| WHAT IS ASKED |
Copy the lines below without alteration, starting at the line that contains "Where can the black" and ending with the final line.

(Stored lines)
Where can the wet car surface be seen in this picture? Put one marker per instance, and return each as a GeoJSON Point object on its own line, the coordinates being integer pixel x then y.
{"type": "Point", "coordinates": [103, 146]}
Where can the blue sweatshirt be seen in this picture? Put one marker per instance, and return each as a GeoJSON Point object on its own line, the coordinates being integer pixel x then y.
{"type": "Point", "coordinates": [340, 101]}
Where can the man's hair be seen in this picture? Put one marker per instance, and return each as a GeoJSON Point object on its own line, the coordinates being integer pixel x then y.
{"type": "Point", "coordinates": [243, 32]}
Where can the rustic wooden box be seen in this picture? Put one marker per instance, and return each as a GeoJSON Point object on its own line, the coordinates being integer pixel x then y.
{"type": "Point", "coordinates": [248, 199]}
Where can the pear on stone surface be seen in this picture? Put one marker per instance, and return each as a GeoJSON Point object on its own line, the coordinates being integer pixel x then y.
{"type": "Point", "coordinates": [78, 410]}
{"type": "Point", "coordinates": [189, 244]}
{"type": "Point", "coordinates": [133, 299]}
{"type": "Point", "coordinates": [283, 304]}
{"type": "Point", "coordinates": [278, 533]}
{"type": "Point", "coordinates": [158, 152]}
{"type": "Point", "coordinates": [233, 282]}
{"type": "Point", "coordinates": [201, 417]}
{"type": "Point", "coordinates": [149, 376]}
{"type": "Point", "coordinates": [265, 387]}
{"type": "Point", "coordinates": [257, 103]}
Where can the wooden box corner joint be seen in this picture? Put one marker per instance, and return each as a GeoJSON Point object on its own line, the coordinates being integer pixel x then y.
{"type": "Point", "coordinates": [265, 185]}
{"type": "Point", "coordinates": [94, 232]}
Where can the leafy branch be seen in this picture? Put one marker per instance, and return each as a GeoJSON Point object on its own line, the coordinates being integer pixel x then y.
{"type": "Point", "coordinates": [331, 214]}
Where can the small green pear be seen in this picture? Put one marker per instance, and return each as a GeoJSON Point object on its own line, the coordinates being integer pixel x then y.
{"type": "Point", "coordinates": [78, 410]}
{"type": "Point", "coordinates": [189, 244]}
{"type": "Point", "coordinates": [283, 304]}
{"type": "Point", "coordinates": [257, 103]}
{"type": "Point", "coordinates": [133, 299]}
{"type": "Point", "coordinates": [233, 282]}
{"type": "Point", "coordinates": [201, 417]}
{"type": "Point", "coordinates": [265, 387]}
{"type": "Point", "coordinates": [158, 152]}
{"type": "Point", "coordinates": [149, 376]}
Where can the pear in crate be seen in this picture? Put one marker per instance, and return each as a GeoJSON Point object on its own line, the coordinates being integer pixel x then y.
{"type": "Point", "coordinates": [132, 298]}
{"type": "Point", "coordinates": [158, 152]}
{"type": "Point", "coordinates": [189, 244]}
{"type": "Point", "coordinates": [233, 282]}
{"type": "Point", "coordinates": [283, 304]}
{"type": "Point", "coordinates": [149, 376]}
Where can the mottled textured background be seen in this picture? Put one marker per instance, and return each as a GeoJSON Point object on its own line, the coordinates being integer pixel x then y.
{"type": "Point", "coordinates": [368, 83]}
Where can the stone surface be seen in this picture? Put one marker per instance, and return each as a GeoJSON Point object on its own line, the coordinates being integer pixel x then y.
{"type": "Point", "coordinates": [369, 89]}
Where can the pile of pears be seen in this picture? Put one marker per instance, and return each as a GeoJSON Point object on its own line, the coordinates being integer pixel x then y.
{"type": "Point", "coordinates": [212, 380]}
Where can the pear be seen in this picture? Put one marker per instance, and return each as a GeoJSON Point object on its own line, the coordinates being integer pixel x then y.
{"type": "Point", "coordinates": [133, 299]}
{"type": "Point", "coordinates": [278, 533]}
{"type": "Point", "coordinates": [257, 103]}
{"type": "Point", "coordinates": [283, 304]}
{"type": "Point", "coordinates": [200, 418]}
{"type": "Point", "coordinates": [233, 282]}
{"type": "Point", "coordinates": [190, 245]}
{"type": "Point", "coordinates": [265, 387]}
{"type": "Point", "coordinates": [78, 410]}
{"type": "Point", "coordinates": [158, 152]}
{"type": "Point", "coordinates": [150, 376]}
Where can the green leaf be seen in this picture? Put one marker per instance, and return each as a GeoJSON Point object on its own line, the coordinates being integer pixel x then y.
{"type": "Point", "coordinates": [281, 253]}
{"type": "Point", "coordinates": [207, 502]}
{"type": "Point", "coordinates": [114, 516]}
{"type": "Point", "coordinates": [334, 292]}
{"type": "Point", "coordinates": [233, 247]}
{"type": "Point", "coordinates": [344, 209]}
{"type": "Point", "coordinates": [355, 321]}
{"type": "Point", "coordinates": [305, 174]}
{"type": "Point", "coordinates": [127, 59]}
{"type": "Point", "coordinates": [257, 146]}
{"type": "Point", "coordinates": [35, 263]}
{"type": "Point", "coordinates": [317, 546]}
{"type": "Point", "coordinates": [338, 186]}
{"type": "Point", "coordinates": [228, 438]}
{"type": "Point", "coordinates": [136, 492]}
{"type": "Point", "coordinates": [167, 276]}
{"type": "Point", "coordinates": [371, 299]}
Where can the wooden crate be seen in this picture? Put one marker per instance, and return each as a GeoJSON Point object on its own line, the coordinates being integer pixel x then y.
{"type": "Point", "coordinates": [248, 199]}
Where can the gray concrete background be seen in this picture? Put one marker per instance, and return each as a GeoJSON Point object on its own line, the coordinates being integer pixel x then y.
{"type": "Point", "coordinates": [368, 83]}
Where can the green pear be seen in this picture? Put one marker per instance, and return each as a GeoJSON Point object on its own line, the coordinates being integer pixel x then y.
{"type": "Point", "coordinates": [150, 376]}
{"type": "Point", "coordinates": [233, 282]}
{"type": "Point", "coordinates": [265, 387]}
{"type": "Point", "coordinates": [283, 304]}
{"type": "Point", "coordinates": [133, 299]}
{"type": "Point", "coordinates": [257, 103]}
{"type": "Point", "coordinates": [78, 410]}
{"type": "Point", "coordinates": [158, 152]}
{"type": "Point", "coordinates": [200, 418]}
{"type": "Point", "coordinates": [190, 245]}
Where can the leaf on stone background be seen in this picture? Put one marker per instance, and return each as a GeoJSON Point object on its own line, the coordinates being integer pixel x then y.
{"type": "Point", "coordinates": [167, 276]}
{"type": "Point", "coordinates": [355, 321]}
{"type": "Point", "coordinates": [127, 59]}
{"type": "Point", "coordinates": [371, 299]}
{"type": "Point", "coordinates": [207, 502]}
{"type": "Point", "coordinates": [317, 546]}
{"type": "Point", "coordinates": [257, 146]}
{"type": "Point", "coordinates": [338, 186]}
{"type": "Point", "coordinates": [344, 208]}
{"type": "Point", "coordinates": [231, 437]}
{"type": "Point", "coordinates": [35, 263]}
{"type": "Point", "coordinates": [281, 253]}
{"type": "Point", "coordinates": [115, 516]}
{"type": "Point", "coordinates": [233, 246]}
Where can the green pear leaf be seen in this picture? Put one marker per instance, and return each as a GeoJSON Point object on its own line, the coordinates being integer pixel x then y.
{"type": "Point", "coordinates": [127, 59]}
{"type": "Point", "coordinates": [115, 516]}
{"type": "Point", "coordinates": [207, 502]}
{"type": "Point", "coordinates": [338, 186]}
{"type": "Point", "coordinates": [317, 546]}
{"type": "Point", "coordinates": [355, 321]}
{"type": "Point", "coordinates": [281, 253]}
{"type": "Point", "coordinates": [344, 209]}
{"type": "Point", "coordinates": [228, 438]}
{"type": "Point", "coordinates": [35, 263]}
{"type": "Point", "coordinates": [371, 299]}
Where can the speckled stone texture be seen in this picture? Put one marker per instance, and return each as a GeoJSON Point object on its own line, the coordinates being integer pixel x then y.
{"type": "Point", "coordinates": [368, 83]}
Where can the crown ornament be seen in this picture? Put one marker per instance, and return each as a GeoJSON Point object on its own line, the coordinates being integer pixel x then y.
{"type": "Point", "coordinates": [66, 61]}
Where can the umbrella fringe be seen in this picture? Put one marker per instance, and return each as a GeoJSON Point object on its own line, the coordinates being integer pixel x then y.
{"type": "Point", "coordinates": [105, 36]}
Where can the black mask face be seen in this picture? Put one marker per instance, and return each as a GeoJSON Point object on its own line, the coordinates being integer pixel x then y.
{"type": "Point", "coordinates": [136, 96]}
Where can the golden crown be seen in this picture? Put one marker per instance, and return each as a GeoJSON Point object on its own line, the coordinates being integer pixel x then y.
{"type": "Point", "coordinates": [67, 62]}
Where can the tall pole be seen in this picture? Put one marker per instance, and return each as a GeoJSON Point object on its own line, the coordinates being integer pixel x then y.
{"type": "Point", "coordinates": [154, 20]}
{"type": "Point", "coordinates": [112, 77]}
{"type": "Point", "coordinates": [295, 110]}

| SOLUTION FOR THIS TASK |
Where can the black mask face be seen in this picture? Put one marker per instance, and return each as a GeoJSON Point object on its own line, the coordinates being integer pixel x then y.
{"type": "Point", "coordinates": [136, 96]}
Where can the golden crown be seen in this picture? Put one marker per instance, and return each as a GeoJSON Point object on its own line, the coordinates being integer pixel x then y.
{"type": "Point", "coordinates": [67, 62]}
Where can the tall pole be seen in this picture? Put one marker per instance, and return each as a GeoJSON Point object on its own line, the coordinates being integer pixel x then y.
{"type": "Point", "coordinates": [154, 20]}
{"type": "Point", "coordinates": [112, 77]}
{"type": "Point", "coordinates": [295, 110]}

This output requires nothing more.